━━ Provided data

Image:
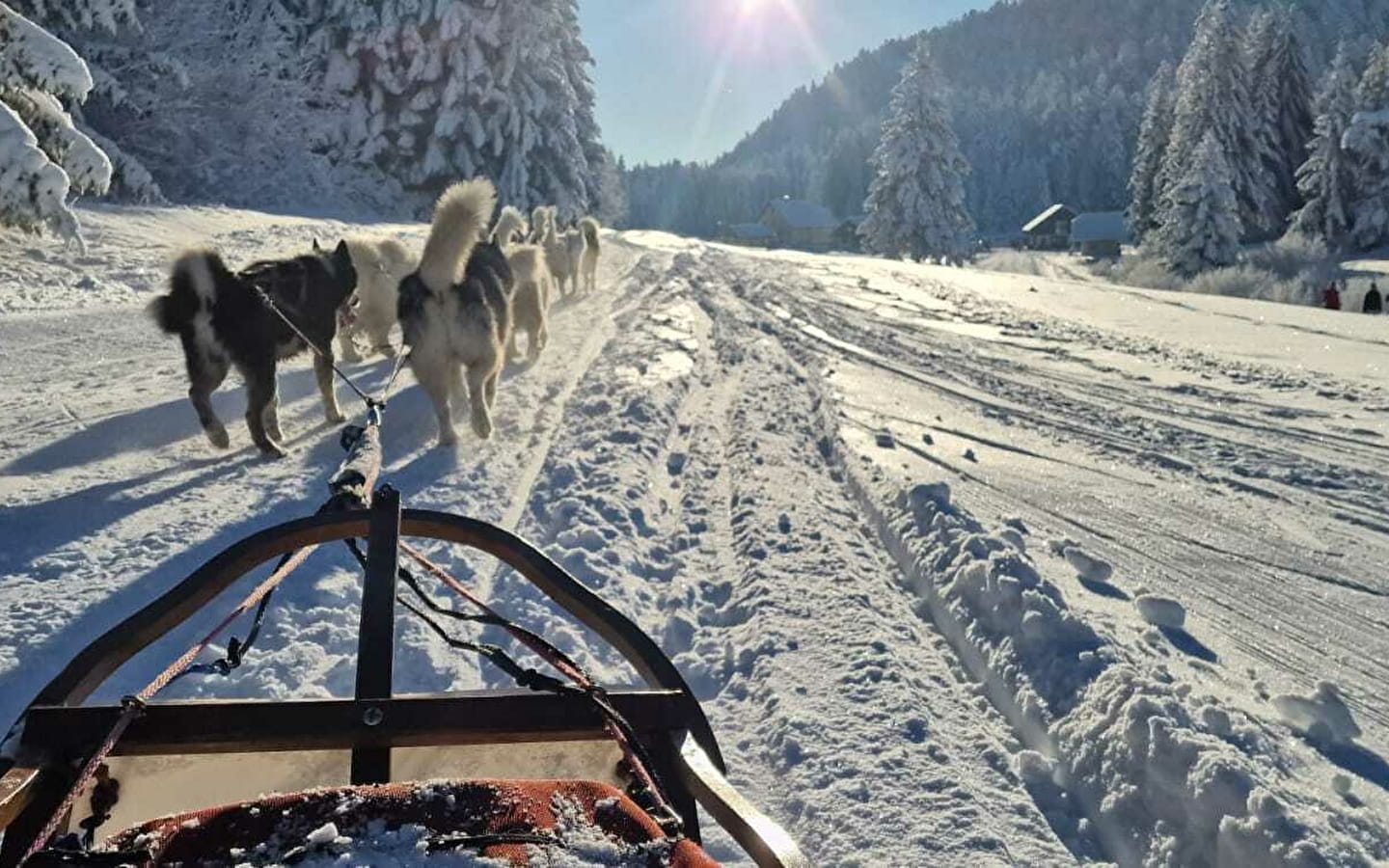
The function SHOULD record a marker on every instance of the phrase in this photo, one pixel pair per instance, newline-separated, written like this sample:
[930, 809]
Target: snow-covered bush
[41, 154]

━━━━

> Task requirements: All of the entries above should be copied exactly, except for the pictures.

> Answer for the task:
Image:
The function SHOULD record a marker on every instance of the phrase in this photo, one pixel pair per instance, newline-separated, written like this sample:
[930, 809]
Target: snow-covered bush
[41, 154]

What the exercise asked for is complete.